| Given problem |
Count the lines of the material below that contain the word "pipefish", and reply with only that number.

| Supplied entries |
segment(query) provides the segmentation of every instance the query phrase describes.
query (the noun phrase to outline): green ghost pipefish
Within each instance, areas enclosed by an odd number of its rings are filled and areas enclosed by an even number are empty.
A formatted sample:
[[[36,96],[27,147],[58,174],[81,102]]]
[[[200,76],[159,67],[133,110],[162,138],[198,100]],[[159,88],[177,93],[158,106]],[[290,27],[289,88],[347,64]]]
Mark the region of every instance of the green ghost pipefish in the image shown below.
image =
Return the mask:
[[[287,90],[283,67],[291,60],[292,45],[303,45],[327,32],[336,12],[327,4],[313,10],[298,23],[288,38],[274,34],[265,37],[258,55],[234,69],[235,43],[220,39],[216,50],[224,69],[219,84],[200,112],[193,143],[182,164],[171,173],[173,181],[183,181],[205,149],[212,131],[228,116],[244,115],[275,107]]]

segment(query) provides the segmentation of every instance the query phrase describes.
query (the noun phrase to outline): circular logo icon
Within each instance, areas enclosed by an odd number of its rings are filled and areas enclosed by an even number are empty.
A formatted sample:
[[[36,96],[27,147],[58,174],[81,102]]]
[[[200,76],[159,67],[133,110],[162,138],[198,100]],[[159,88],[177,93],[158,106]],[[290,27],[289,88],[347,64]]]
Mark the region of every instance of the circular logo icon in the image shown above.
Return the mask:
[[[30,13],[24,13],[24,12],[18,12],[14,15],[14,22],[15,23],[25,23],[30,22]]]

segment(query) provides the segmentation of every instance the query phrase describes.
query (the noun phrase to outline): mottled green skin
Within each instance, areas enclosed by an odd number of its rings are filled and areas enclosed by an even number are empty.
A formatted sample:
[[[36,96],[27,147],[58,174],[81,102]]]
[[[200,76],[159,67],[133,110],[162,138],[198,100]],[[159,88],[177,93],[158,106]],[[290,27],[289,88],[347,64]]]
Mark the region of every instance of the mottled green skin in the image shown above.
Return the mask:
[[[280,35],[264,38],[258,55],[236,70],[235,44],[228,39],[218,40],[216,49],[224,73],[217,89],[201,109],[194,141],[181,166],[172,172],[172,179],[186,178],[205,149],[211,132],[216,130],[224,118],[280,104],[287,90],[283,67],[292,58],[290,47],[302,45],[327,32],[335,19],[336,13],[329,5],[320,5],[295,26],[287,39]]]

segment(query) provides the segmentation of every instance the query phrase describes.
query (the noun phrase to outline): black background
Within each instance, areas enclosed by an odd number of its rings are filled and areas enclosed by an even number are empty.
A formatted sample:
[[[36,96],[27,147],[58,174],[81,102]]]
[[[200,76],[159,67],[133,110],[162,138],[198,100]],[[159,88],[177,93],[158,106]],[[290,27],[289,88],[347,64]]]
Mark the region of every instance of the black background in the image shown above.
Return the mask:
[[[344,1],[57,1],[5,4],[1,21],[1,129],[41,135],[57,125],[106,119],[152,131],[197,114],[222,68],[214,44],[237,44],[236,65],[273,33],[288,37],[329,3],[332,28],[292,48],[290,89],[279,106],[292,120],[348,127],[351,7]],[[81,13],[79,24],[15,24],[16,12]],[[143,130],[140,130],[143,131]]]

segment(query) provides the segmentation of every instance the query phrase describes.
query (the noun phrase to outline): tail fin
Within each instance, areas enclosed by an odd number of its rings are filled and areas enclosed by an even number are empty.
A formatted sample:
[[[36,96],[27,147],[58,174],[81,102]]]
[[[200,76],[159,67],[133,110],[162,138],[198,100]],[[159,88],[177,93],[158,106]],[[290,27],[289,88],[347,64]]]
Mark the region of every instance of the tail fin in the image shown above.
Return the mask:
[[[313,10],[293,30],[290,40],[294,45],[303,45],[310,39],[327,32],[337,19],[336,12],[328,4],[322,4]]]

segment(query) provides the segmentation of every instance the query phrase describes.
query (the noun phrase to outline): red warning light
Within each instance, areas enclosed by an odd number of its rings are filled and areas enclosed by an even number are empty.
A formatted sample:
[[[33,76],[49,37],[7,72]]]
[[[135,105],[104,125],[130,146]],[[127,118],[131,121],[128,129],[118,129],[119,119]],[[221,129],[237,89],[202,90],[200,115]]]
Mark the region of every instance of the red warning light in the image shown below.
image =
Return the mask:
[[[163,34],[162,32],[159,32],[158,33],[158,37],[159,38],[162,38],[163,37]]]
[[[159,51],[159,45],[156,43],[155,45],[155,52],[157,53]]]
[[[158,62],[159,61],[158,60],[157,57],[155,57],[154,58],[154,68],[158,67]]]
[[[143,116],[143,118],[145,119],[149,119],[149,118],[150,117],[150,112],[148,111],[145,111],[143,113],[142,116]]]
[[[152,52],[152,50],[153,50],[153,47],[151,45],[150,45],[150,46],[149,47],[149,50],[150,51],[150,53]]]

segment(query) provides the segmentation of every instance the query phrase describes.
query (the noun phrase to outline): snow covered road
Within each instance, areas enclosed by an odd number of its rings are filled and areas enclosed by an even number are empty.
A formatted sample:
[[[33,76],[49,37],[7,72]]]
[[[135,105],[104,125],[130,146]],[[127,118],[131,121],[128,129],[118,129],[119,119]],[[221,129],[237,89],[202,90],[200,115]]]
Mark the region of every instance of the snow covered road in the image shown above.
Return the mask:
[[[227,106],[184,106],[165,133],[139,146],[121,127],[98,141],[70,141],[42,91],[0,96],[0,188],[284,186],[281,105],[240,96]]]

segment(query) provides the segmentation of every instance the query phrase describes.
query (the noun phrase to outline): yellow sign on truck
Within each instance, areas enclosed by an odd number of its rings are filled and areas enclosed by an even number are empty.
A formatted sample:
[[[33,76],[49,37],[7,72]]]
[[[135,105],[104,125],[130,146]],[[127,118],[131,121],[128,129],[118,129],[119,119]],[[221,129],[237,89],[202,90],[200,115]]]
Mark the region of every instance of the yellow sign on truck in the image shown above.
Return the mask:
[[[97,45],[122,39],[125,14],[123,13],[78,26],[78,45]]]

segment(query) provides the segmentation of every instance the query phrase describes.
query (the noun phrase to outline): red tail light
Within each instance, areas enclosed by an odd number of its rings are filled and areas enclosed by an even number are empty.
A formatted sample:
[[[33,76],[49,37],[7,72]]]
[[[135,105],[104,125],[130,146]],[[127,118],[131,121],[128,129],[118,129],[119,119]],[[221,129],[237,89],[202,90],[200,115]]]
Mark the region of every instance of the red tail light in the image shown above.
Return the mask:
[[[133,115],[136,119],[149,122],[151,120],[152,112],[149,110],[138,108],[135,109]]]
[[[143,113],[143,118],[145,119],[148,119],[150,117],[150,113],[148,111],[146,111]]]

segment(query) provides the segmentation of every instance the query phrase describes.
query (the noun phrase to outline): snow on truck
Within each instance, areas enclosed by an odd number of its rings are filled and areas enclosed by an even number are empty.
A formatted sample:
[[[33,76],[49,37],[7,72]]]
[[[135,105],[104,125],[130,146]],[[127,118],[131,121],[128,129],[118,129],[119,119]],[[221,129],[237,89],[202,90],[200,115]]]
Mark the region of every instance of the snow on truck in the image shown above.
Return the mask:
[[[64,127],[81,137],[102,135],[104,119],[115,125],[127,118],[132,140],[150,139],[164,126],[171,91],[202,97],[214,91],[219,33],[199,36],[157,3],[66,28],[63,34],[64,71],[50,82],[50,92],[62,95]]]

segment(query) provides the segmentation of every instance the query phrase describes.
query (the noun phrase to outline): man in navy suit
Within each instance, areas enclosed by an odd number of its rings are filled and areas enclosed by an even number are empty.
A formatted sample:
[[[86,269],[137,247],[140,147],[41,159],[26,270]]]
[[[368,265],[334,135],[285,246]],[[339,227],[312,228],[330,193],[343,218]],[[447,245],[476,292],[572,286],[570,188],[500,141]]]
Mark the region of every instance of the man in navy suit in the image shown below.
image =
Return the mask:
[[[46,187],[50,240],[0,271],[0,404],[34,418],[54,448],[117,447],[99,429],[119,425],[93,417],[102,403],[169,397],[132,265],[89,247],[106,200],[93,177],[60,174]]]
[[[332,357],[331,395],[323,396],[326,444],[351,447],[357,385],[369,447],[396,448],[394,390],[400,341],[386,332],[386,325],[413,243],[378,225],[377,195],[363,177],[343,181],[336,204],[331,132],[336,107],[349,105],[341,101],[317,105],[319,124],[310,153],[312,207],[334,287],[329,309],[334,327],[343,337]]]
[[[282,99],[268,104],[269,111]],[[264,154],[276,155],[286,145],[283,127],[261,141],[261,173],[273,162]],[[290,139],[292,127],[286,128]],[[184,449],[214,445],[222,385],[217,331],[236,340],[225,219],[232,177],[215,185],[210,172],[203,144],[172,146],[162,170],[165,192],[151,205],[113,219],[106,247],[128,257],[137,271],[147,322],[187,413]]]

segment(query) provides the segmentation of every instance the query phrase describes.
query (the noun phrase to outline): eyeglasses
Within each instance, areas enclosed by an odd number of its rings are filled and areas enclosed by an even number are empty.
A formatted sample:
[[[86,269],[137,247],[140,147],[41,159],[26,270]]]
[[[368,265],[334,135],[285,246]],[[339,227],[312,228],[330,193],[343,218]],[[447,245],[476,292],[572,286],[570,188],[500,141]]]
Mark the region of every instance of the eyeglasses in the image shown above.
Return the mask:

| Finished exercise |
2